**WHAT THE TASK REQUIRES:**
Reproduce the records verbatim, from their first line down to and including the line that contains "[271,95,308,195]".

[START EXERCISE MATERIALS]

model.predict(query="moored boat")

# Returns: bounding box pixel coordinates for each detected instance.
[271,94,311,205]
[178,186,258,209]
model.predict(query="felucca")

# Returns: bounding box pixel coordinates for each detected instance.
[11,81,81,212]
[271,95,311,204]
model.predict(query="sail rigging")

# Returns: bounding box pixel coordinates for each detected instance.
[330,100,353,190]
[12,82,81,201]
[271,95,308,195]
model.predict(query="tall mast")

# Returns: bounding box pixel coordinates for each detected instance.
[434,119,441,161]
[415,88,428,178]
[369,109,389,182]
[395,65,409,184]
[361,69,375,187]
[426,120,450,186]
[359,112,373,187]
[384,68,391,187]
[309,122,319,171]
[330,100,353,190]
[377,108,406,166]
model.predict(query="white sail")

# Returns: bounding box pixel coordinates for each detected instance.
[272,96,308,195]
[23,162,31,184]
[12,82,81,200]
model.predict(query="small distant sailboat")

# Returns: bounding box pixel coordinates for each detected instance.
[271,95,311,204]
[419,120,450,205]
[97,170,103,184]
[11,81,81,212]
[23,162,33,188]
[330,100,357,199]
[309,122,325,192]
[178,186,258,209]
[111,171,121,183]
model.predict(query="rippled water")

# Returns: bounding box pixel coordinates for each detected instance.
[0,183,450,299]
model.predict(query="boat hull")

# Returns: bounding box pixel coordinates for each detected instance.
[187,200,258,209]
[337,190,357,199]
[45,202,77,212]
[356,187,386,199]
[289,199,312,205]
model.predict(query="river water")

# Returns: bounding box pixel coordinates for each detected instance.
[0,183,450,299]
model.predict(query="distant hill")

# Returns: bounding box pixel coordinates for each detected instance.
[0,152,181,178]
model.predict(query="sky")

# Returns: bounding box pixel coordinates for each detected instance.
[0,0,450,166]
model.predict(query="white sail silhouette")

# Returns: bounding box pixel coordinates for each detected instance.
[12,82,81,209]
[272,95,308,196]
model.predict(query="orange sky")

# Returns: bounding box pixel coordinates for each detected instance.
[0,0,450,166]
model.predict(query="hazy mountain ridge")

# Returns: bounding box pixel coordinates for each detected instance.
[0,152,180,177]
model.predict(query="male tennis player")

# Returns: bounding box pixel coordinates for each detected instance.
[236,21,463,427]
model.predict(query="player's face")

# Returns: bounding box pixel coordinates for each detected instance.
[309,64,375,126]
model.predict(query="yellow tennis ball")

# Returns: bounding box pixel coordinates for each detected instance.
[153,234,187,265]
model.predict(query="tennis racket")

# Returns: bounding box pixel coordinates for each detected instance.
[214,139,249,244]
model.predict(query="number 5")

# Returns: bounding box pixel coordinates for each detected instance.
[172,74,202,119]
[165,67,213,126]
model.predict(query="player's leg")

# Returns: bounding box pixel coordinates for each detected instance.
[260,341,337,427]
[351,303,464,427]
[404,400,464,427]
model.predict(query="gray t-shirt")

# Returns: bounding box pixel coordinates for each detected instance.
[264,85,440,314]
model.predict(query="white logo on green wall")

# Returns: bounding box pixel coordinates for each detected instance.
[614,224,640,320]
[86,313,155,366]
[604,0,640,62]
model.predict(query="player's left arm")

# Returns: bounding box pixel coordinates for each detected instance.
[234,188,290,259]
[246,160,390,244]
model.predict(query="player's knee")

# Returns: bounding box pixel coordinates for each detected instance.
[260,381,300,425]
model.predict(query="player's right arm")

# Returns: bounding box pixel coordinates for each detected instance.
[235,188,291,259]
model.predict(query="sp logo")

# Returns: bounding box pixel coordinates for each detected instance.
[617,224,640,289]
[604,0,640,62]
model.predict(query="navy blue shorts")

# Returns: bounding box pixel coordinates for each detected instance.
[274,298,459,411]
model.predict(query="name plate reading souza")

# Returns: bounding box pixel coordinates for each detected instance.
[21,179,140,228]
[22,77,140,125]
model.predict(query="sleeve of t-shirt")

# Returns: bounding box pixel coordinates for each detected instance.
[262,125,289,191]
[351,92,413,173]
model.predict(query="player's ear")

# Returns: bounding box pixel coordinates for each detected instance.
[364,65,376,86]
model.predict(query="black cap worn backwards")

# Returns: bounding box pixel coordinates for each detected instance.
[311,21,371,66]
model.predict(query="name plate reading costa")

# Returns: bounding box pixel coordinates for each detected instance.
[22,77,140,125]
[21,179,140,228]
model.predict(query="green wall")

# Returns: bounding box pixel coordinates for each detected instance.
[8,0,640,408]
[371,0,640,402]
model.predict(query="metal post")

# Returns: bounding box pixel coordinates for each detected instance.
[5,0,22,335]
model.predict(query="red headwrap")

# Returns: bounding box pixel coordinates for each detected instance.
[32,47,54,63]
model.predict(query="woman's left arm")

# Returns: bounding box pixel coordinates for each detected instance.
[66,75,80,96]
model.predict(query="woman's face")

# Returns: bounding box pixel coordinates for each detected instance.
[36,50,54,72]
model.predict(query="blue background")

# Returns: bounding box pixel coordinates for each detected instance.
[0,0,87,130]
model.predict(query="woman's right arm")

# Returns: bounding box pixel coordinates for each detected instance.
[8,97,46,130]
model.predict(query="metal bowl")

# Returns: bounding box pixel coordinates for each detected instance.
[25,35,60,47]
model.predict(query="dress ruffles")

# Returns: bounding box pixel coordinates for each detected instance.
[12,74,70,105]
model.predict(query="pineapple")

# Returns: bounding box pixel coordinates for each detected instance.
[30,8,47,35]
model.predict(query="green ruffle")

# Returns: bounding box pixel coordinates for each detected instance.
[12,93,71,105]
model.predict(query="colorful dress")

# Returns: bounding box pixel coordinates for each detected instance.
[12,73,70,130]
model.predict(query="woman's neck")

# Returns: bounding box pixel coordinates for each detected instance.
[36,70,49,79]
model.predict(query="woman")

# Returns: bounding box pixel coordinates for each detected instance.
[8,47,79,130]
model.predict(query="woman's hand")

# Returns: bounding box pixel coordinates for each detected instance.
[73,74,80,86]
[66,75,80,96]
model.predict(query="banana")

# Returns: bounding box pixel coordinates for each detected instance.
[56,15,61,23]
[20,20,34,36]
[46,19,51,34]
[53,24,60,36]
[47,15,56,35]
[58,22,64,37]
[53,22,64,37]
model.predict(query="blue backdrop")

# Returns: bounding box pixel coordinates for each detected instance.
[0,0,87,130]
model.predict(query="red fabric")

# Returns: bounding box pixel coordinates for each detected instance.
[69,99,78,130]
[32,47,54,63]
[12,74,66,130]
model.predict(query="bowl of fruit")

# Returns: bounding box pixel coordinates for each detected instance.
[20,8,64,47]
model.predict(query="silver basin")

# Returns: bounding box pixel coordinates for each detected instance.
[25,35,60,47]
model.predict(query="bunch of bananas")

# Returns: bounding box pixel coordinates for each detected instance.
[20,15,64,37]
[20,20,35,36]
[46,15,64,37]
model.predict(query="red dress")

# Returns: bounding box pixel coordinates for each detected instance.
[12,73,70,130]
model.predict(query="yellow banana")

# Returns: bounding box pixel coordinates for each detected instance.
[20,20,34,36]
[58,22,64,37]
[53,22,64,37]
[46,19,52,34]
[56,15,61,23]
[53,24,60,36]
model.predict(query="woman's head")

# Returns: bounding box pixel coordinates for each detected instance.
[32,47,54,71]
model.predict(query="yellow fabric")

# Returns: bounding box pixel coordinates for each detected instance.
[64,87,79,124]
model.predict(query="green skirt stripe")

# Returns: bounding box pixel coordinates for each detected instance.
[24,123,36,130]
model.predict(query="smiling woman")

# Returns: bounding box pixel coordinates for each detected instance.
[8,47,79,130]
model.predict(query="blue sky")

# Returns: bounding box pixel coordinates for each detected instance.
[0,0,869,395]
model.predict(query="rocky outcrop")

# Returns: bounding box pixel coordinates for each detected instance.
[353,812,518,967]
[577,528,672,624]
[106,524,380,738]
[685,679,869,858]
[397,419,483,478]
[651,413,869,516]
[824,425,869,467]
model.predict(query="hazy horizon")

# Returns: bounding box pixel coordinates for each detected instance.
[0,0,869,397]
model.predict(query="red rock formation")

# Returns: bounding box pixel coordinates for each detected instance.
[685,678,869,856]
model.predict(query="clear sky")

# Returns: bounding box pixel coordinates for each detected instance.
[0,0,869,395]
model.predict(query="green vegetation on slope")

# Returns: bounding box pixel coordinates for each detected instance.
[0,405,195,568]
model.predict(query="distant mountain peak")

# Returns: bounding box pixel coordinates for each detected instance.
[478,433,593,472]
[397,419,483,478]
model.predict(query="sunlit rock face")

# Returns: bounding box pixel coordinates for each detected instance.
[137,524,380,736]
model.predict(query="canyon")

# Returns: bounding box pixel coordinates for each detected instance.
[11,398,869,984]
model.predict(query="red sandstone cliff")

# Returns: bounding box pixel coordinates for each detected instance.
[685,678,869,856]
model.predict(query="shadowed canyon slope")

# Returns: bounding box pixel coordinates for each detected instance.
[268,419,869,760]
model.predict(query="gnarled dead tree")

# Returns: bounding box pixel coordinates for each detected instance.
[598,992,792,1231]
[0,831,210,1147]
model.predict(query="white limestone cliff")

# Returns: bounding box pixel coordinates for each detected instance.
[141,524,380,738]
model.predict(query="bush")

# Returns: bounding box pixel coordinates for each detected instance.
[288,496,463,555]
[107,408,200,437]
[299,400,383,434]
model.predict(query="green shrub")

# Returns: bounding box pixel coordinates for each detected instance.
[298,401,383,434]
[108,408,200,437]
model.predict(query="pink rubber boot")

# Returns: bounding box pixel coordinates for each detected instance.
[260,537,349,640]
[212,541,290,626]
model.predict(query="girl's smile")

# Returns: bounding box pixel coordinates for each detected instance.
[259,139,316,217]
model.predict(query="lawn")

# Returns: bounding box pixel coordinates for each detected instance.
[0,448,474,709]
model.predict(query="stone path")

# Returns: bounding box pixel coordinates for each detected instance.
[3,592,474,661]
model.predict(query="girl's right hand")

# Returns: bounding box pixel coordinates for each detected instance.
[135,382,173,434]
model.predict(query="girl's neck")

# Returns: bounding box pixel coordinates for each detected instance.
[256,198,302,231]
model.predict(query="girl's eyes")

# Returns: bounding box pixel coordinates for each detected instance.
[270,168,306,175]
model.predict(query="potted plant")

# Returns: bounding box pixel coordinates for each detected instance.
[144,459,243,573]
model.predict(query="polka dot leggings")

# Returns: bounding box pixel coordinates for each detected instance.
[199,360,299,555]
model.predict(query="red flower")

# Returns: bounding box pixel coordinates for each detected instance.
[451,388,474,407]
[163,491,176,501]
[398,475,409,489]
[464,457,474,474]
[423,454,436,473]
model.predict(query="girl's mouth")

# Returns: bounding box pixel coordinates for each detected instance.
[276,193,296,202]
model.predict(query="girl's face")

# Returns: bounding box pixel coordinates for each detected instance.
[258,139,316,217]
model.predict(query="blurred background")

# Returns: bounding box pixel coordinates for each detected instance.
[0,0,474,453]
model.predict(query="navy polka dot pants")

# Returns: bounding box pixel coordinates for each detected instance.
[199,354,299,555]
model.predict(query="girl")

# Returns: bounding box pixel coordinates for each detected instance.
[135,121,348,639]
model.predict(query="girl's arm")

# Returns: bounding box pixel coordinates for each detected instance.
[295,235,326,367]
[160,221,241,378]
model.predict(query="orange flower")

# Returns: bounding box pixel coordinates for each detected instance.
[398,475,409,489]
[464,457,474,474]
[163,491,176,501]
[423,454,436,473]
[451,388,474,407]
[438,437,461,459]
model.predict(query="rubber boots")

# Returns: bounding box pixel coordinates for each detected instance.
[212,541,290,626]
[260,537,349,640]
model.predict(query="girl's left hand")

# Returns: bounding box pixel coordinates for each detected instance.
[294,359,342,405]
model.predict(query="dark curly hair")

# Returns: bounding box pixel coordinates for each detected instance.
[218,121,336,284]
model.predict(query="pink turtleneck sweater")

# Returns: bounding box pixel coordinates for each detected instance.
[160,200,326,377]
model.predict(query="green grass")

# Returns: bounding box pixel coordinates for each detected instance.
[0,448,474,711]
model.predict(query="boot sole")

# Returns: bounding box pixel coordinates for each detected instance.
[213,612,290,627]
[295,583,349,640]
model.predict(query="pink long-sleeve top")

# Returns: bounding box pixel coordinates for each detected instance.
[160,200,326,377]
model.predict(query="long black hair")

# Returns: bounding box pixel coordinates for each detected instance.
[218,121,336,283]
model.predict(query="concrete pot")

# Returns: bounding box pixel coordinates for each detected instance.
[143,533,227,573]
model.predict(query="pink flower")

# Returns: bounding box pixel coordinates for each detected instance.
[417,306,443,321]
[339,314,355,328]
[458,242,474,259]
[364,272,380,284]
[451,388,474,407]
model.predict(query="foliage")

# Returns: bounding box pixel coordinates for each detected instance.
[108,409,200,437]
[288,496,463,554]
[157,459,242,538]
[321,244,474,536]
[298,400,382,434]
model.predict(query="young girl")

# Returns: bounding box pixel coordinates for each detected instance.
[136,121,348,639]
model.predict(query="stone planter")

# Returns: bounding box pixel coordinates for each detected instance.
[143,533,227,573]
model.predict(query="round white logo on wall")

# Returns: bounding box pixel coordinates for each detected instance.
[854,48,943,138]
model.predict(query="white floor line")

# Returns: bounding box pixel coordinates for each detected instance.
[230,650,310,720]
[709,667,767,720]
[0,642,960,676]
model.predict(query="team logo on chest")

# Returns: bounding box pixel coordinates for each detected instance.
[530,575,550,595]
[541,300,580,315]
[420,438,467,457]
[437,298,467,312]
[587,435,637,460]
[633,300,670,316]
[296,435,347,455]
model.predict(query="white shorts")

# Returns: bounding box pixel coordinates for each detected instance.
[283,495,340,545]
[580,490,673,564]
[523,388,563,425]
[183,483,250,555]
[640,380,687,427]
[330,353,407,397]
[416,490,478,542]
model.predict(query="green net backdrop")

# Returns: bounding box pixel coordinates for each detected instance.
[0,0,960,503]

[END EXERCISE MATERIALS]

**OUTPUT FOR THIS EXERCISE:**
model.predict(query="moored boat")

# Returns: bounding box pixel coordinates for each detected instance.
[271,94,311,205]
[178,186,258,209]
model.predict(query="felucca")

# Returns: bounding box pixel coordinates for each detected instance.
[11,81,81,212]
[271,95,311,204]
model.predict(query="sail rigging")

# Returns: bounding box pixel coordinates for each detected instance.
[330,100,353,190]
[12,82,81,201]
[271,95,308,195]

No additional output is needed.